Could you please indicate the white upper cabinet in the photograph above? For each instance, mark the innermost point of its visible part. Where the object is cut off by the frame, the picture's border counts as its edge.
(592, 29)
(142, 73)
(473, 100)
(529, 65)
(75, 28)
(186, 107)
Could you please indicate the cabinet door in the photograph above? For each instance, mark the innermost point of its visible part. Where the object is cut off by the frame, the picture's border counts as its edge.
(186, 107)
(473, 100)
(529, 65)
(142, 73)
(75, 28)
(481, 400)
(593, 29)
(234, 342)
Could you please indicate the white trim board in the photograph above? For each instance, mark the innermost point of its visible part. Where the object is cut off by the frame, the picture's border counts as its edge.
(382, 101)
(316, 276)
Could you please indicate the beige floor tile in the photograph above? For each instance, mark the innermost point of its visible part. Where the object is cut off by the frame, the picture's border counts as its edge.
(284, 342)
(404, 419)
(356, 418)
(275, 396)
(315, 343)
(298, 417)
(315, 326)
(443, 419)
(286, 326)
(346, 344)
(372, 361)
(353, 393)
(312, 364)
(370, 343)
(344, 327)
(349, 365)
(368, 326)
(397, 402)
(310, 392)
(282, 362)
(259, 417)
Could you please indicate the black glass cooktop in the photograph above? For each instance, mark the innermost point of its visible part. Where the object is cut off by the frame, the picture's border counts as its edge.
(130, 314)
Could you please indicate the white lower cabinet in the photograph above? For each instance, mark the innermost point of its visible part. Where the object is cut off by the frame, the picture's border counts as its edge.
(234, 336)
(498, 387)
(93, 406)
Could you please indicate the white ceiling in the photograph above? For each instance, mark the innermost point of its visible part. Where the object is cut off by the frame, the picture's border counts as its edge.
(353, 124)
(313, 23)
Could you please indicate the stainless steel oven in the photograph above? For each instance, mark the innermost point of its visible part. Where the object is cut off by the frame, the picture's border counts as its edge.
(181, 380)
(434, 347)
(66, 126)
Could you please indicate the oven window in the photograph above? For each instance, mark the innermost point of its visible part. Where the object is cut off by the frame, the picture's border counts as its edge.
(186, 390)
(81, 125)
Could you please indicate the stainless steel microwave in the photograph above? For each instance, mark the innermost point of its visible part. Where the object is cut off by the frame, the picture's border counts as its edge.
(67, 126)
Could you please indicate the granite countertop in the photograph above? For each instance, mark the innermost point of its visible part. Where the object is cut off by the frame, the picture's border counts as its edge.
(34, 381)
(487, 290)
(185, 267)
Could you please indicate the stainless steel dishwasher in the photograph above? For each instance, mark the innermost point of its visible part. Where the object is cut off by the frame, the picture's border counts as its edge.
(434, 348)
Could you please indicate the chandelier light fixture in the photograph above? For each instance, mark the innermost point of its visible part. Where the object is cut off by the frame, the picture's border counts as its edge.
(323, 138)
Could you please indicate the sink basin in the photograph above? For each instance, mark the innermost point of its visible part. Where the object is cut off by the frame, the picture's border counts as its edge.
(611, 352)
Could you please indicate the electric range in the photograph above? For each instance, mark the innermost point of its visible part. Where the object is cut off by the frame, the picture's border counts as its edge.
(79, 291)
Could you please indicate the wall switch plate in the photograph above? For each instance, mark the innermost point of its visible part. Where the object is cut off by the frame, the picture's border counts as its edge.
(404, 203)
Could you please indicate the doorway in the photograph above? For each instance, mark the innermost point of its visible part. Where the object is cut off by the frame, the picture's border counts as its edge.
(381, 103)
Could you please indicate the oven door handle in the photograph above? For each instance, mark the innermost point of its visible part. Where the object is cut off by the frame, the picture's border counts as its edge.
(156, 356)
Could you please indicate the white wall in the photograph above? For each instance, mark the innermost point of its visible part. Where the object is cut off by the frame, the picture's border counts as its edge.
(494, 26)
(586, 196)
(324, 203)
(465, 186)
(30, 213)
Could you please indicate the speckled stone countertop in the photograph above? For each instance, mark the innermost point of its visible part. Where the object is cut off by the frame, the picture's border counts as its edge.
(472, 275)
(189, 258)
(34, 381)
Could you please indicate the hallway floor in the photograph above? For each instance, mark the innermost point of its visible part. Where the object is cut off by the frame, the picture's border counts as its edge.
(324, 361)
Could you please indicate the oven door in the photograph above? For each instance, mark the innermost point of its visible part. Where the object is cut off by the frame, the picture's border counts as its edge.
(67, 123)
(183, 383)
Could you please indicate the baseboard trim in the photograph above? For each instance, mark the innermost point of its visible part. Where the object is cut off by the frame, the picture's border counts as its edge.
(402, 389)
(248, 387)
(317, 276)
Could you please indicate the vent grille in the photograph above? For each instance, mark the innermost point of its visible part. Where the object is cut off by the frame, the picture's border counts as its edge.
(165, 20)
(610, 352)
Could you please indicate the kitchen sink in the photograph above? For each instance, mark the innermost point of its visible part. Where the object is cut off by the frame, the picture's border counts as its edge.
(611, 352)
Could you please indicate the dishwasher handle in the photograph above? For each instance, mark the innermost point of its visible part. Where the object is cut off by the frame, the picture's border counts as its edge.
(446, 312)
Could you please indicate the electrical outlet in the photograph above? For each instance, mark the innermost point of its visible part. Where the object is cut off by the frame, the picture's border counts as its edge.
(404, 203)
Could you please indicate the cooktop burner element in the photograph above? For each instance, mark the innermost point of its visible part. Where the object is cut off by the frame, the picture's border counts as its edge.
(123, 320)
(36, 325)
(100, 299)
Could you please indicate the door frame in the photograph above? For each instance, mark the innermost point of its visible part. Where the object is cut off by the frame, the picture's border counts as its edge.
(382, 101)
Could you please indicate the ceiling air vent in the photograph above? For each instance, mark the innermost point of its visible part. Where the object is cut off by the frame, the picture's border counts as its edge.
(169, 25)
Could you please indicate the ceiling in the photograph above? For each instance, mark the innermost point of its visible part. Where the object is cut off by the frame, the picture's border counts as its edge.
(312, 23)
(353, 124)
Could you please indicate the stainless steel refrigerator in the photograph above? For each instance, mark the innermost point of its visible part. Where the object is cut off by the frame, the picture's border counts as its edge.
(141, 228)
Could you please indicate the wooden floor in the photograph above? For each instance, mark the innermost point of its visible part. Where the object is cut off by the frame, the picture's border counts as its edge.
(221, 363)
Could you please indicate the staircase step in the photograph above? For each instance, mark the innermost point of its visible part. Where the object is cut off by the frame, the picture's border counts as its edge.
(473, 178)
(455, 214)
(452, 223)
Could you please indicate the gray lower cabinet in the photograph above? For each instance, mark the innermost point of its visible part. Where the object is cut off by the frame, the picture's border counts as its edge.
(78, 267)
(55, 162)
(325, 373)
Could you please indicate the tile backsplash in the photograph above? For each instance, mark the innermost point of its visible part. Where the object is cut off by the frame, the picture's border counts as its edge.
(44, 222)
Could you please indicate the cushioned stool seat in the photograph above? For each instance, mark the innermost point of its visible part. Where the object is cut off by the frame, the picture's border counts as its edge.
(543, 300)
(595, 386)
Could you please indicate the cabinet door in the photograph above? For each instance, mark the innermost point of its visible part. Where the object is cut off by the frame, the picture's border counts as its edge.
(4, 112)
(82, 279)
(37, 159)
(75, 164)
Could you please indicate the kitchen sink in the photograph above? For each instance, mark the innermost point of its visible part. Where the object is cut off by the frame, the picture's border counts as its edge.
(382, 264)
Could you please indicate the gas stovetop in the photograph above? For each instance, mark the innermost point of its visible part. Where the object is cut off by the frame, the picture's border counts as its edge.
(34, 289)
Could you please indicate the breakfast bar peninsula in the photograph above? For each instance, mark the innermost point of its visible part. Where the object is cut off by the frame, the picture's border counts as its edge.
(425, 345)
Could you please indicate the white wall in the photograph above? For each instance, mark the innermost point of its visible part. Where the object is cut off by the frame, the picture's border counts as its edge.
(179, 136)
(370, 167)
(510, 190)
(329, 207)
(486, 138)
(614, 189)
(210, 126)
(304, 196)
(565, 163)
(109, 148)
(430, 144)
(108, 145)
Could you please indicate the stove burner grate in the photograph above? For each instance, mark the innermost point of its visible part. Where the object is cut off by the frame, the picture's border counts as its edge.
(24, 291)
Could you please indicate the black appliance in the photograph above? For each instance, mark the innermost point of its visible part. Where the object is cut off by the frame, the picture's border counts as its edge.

**What you have to do**
Exactly reproduce the lines beginning with the one that contains "Could you please indicate the cushioned" and ending with the last line of the material, both included. Leave out everything else.

**Solution**
Could you please indicate the cushioned stool seat in the photograph above? For each instance, mark the innermost point of its visible part. Where the object is cut off by the frame, the picture's border counts as its edge.
(543, 300)
(595, 386)
Could you please indicate the cabinet door in the photograph above? For each instance, mark the innermost point of its visible part. Where the object is cut off by the frame, the picture's border counts as its edge.
(4, 112)
(82, 279)
(37, 159)
(75, 164)
Could you please indicate the kitchen sink in the photograph above? For each instance, mark the innermost point of its visible part. Where the object is cut off by the frame, the picture's border counts as its edge.
(382, 264)
Could you please indicate the gas stovetop in the photograph above? For each instance, mark the innermost point of its visible part. Where the object is cut off by the frame, the picture's border counts as its edge.
(34, 289)
Could you please indicate the breakfast bar peninsula in the photograph above? For each instance, mark the innermost point of its visible part. Where the object is cut off by the frame, the picture's border counts as its edge.
(425, 345)
Could you please indicate the white wall in the photograph above? For each instance, mark the innermost point of its visible part. Where the object is cut off by the frame, the picture's border counts as its edge.
(179, 136)
(370, 167)
(510, 190)
(329, 207)
(486, 138)
(614, 189)
(210, 126)
(304, 196)
(565, 163)
(109, 148)
(430, 144)
(108, 145)
Could you please indicate the stove burner grate in the photograph above? For each instance, mark the innermost point of its visible part. Where the object is cut off by the frame, the picture's border counts as its edge.
(24, 291)
Could you please indicate the black appliance in the photograph above? For each instance, mark the innermost point of its visible part. Where the object is cut off by the frame, the picture's border counts as its edge.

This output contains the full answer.